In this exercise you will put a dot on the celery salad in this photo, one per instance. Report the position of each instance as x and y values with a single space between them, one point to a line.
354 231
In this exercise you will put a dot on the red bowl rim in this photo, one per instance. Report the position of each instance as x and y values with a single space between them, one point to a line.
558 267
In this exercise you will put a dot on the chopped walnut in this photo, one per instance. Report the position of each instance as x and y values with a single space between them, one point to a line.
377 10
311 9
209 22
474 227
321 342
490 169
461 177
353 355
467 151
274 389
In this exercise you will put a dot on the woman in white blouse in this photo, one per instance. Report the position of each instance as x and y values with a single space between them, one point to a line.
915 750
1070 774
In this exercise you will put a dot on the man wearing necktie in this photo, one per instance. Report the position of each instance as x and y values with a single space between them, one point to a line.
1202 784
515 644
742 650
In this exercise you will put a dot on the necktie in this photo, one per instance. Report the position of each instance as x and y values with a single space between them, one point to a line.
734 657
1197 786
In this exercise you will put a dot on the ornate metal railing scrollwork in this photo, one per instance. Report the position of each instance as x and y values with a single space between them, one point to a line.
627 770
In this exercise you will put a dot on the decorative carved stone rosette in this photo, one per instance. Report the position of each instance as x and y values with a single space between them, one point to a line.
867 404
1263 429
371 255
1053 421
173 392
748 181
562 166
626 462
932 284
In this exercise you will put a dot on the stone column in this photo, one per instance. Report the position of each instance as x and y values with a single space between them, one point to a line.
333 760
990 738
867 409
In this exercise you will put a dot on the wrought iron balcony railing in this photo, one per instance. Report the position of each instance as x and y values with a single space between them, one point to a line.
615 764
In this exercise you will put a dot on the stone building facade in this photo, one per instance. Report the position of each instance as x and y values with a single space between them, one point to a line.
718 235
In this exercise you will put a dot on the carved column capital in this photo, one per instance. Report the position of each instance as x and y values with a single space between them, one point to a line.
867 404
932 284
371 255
====
## EXERCISE PROMPT
Everything from the line containing "In this exercise you will put a dot on the carved" to the last line of the material above should be printed exactly, both ends included.

## RESPONSE
In this exercise you will put a dot on the carved column capital in this photo, one per instance. Report the position of each instance as x and y values with a single space between them, one point to a line.
867 404
932 284
371 255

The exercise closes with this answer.